**What the exercise asks**
Can you copy out, character for character, the stretch of the items below from the line containing "Could you locate the string" through the end of the items?

**Material for this task**
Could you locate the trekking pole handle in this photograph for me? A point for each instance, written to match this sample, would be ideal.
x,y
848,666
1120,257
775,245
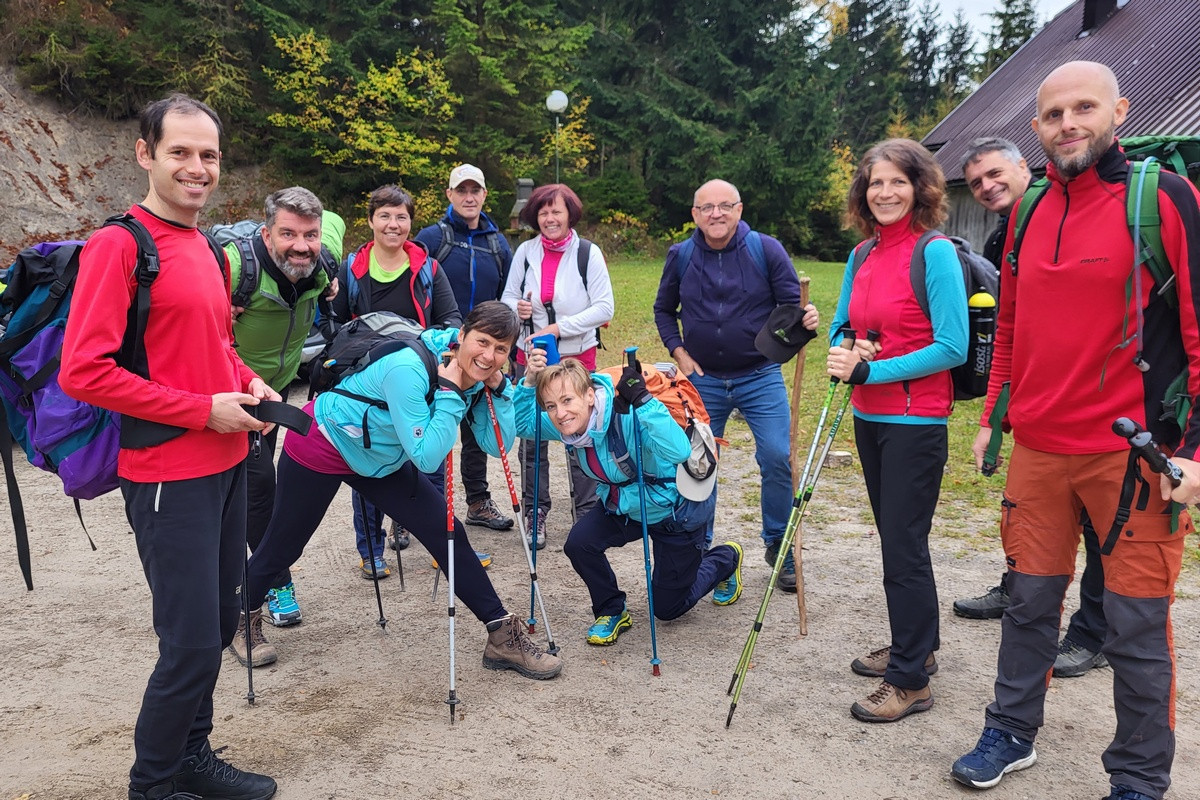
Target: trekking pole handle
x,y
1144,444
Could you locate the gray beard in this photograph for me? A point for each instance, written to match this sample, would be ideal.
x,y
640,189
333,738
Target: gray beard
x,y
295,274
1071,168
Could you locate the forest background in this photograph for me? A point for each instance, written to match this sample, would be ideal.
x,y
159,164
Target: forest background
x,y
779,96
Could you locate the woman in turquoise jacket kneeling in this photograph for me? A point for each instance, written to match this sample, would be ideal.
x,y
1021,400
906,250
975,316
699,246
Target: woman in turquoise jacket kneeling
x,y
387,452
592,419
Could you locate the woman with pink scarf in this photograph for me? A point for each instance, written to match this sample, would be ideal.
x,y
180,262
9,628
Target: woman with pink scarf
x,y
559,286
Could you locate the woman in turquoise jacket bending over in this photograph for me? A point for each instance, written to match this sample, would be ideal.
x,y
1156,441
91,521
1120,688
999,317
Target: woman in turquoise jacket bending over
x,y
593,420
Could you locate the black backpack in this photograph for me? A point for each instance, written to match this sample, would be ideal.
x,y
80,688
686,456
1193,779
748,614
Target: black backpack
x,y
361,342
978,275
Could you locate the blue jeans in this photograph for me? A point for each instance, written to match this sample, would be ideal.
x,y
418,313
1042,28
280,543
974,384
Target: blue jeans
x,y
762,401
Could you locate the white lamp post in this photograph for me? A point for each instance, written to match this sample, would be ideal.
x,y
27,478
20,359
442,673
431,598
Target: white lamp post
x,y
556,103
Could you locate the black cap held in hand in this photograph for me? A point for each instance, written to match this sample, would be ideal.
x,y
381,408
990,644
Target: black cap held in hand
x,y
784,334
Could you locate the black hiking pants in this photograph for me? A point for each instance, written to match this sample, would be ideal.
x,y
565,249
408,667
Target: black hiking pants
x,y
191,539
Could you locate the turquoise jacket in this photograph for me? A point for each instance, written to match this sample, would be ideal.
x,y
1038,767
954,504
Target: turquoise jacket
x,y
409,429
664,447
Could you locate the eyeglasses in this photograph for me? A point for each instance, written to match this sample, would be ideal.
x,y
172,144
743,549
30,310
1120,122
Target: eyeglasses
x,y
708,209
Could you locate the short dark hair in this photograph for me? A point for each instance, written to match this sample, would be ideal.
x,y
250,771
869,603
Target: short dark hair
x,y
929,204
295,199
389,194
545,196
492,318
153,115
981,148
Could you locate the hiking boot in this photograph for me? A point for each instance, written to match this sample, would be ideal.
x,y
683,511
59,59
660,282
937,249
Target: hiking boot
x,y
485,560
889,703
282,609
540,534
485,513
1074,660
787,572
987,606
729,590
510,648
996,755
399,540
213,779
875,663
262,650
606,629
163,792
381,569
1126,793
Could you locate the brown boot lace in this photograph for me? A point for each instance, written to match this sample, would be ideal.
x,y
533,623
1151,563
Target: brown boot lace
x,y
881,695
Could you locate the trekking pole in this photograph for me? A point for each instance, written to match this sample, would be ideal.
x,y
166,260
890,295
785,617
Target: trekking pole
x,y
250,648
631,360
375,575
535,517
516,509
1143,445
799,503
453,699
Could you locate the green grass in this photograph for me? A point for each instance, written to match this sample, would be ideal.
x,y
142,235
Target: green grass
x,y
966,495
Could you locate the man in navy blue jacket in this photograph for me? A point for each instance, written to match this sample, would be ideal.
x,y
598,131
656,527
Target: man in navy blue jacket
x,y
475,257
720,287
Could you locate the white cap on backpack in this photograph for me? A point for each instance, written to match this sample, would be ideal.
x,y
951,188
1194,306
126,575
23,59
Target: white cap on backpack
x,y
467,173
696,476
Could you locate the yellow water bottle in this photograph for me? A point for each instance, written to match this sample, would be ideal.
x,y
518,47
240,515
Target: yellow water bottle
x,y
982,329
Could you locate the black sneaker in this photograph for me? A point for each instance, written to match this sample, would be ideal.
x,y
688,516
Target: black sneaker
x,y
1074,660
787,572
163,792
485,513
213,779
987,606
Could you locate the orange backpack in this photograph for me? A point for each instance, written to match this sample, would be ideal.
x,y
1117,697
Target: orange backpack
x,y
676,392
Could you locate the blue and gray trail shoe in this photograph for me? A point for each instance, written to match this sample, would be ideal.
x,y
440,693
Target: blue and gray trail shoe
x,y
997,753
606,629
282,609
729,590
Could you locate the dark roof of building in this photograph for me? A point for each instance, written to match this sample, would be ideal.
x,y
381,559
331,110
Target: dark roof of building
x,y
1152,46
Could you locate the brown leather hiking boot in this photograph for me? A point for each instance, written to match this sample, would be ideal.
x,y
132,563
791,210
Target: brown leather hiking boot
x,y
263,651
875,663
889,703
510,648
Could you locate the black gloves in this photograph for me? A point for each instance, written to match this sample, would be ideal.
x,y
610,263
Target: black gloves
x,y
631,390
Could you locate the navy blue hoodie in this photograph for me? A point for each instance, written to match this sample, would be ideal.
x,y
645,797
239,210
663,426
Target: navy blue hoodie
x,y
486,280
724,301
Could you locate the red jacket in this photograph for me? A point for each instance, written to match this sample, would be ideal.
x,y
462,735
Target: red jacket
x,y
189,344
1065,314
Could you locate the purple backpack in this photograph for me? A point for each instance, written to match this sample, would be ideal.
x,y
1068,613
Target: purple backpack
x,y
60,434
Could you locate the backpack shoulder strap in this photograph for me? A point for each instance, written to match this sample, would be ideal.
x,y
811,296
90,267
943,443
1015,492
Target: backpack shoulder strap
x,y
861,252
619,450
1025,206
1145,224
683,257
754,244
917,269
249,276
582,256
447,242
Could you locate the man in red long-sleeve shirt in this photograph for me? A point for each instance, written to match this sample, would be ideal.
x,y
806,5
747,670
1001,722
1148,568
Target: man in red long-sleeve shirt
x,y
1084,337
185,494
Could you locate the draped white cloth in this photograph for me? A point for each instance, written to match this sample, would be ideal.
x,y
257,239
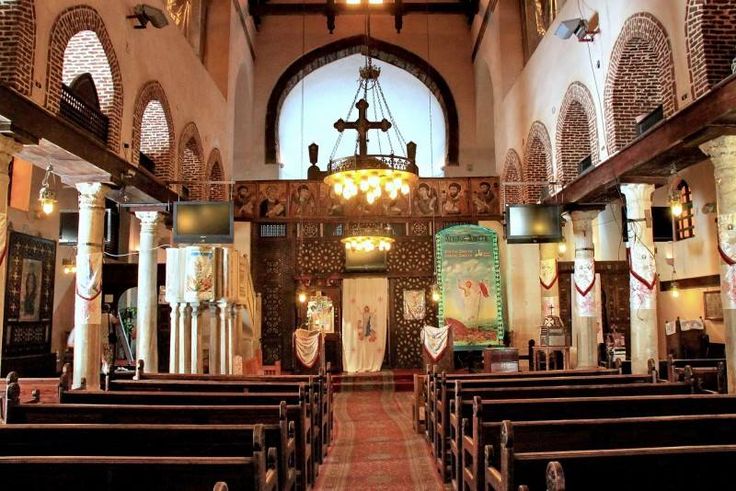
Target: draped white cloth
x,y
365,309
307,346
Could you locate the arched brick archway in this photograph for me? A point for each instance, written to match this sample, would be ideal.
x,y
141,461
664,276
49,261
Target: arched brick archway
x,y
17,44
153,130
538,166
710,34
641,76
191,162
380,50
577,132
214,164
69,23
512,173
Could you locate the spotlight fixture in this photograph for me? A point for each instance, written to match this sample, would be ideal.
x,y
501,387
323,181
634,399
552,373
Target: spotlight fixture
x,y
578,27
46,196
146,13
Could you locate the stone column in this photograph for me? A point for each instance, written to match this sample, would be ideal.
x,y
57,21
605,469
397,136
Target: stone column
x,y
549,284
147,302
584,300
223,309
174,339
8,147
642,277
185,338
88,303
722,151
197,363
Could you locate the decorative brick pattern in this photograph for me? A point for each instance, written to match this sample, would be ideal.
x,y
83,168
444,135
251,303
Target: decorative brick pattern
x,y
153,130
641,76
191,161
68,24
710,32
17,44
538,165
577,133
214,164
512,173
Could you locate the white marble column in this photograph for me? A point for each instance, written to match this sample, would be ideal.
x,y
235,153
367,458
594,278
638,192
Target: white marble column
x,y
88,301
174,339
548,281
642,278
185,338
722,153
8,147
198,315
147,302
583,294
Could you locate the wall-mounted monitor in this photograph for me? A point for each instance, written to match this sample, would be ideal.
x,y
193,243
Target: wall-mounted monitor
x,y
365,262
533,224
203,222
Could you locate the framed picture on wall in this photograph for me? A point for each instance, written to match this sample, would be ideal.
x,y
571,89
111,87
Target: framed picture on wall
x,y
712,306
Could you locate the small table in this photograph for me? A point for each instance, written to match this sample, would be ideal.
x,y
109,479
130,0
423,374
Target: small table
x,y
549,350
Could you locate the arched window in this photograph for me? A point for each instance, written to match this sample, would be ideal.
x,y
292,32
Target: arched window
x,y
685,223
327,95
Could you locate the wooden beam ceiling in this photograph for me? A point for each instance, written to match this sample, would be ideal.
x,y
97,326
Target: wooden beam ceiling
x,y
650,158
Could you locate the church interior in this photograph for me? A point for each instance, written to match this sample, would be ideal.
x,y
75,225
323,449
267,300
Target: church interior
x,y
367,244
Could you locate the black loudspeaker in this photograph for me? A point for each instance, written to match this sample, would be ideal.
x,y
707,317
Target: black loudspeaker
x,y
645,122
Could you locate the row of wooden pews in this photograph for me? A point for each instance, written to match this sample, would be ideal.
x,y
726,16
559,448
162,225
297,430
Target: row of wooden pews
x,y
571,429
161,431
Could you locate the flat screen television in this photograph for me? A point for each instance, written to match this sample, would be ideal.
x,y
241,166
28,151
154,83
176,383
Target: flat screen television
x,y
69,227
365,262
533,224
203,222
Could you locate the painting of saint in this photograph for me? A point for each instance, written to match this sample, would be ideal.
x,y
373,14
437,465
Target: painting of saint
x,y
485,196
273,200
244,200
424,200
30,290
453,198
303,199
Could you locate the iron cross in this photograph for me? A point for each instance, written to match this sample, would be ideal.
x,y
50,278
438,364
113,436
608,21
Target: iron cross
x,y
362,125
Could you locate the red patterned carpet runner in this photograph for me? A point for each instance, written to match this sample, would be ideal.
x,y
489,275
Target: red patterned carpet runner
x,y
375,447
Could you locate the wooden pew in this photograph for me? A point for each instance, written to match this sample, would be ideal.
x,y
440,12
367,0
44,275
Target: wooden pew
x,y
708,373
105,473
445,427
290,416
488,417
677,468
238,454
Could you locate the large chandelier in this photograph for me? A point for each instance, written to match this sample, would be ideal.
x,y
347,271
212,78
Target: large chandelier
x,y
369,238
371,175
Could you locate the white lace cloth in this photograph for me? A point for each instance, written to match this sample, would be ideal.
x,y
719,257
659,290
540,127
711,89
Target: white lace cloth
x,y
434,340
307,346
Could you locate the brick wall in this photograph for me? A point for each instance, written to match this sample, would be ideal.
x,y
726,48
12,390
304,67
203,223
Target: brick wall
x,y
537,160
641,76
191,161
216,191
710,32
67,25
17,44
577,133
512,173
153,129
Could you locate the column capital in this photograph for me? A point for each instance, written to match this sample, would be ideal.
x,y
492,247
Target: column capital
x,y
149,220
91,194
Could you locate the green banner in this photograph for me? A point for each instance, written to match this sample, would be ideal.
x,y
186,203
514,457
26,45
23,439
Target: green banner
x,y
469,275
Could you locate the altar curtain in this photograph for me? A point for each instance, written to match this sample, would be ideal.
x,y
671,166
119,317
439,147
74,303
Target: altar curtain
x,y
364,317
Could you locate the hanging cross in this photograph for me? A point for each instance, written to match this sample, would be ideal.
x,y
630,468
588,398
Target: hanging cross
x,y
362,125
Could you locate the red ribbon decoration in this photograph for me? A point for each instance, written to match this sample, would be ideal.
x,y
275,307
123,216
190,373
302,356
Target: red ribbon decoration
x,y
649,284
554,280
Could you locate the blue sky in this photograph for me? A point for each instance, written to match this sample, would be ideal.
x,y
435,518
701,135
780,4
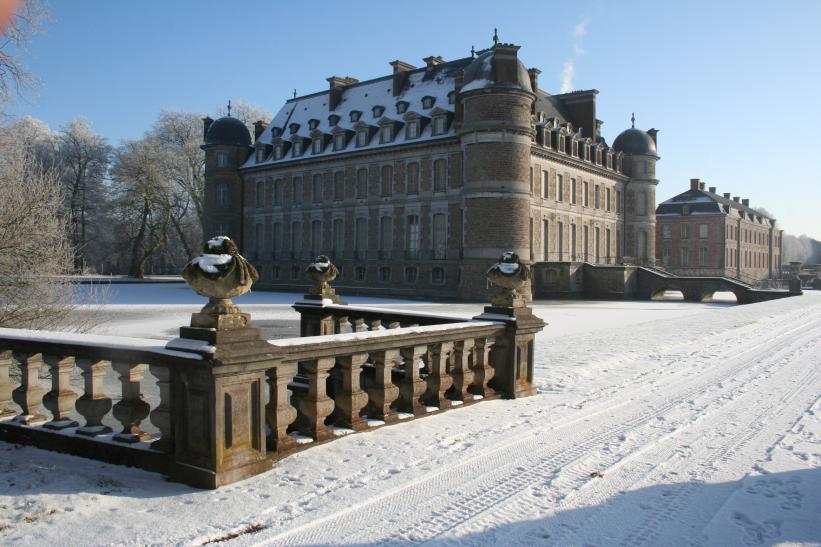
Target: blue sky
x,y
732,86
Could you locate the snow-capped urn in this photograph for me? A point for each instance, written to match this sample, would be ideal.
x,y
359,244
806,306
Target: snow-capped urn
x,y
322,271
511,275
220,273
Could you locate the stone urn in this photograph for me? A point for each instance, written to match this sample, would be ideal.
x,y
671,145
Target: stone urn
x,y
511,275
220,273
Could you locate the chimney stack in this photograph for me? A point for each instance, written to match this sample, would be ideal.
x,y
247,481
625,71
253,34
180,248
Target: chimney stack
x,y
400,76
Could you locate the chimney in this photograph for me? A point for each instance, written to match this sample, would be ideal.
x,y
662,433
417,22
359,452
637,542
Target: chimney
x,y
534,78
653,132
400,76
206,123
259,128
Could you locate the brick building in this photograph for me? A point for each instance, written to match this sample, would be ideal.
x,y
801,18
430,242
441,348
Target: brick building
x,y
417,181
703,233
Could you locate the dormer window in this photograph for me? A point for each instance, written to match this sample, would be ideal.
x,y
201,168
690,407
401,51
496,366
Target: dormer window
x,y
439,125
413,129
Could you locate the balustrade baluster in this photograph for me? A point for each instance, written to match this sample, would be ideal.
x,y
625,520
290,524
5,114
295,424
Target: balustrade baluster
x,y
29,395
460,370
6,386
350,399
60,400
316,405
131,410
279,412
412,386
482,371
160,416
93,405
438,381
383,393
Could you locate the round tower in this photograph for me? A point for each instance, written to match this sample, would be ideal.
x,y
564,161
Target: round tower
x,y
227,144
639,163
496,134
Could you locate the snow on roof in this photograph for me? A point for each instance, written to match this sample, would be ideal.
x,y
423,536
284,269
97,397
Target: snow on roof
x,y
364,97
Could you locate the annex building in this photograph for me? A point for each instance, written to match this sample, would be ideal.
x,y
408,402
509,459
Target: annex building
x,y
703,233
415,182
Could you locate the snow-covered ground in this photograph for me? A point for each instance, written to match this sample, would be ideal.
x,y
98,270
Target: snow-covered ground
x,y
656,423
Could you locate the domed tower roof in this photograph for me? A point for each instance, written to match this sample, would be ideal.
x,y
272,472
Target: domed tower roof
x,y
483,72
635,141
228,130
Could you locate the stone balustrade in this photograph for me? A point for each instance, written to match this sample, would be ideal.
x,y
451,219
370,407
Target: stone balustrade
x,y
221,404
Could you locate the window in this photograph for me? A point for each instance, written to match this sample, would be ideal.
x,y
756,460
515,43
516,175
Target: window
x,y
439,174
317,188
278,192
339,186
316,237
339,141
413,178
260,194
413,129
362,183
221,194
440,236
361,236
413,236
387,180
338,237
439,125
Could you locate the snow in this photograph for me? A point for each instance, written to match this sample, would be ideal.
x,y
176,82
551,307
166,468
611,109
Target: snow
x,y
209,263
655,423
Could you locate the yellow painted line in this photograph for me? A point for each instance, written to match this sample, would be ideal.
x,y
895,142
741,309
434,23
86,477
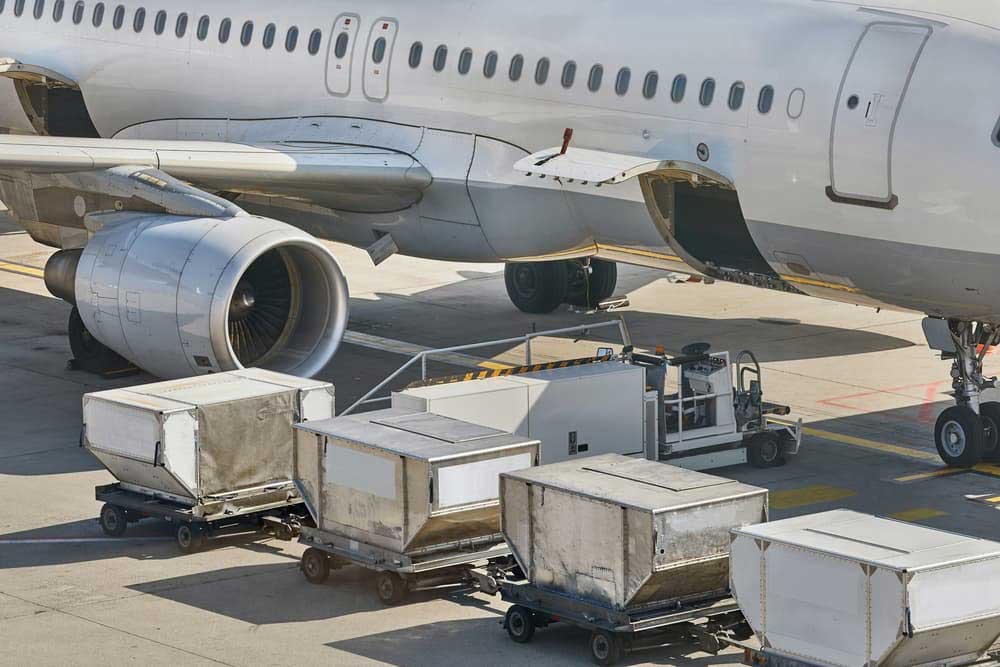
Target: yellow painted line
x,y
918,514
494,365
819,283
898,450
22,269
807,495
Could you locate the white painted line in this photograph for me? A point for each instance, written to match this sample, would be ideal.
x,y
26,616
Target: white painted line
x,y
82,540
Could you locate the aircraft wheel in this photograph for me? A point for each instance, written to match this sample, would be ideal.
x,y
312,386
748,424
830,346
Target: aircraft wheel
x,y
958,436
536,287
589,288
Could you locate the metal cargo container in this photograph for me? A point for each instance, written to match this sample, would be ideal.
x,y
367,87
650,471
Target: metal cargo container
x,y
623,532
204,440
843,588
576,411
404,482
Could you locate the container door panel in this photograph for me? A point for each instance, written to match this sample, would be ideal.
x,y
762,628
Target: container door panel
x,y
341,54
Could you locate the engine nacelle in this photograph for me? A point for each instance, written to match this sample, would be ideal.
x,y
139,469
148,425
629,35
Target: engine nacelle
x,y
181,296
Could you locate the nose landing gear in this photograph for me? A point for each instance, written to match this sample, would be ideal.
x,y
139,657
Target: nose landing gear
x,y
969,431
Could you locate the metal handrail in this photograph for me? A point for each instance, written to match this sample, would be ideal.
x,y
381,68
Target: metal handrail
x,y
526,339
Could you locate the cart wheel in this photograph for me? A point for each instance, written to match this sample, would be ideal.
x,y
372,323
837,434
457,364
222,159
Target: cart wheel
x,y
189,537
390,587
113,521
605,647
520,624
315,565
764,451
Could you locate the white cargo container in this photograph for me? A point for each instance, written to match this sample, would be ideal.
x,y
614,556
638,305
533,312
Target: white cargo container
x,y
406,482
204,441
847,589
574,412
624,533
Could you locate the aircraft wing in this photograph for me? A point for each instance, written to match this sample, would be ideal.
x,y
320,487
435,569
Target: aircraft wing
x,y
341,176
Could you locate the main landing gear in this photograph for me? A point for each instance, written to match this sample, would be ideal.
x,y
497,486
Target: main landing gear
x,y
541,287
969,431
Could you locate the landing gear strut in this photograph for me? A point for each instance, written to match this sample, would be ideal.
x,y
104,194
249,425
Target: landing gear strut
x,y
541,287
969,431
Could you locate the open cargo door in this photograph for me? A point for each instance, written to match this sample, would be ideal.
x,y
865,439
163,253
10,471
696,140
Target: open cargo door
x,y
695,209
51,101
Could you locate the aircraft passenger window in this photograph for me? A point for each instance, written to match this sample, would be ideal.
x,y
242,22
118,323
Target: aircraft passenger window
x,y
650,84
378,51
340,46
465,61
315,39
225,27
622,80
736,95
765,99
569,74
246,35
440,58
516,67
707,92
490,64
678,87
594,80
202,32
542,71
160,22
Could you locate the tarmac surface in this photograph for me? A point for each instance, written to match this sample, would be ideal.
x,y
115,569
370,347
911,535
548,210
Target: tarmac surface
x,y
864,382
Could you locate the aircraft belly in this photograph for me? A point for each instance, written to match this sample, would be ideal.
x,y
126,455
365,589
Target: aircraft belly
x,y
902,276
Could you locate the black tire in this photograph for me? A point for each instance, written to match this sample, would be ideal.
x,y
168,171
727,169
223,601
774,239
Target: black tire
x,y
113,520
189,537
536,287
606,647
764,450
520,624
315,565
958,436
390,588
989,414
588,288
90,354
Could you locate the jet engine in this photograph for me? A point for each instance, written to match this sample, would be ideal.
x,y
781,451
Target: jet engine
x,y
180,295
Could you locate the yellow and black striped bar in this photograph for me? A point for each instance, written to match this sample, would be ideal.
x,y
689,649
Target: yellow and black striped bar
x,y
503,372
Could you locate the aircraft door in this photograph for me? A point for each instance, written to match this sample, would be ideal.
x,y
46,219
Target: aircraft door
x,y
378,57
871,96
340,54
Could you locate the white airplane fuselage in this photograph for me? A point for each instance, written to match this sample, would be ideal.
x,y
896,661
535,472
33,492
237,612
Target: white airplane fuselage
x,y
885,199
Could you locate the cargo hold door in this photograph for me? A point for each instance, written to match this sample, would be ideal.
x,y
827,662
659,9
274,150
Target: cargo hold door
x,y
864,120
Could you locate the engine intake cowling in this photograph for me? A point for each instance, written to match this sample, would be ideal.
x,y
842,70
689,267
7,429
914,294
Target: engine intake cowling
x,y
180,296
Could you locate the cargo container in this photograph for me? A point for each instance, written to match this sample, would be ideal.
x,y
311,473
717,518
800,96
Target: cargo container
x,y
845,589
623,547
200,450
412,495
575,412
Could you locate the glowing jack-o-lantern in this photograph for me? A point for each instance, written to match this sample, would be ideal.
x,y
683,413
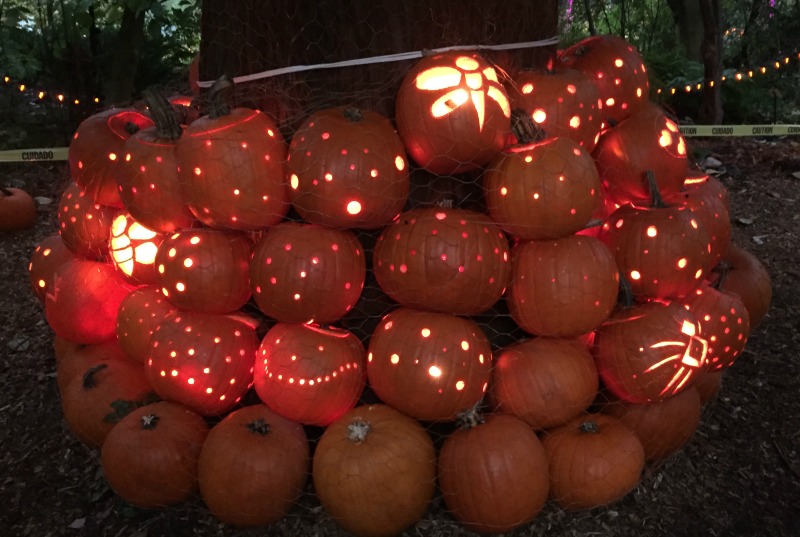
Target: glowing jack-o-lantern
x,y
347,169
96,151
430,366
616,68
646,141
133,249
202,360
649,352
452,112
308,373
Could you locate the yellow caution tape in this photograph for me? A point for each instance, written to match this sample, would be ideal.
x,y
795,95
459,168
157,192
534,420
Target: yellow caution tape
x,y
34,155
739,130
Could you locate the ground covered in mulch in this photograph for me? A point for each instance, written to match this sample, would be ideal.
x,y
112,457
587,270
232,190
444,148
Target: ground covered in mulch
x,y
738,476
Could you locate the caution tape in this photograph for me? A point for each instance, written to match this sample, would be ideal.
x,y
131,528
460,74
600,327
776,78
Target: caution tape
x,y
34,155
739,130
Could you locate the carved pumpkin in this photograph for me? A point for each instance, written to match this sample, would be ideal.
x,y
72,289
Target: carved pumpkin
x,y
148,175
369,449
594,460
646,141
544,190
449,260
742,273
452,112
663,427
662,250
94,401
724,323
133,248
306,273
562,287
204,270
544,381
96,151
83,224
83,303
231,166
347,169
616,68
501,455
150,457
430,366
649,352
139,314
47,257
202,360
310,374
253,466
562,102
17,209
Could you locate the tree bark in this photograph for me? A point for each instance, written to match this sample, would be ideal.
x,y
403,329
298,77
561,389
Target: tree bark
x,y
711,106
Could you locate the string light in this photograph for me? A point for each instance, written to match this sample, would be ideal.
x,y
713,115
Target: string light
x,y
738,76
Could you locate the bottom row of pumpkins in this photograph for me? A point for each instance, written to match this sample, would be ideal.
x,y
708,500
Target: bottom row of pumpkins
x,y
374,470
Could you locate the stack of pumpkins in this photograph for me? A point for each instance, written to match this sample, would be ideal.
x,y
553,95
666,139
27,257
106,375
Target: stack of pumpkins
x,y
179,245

**Output for this exercise**
Could you locate the string light in this photograph for me? A point for each instance, written to match this sample, would be ideal.
x,y
713,115
Target: string light
x,y
738,76
Could you locate the bottom row of pumpkins in this photograph for me? A point for each instance, written to match this sample, would be ideal.
x,y
708,500
Target: bottom row of pumpkins
x,y
374,470
Could you locate the stack of pumpkins in this photograph for me? A point for each instance, written to match this sample, would be ideal.
x,y
553,95
666,139
27,257
106,375
Target: stack of pumpkins
x,y
179,245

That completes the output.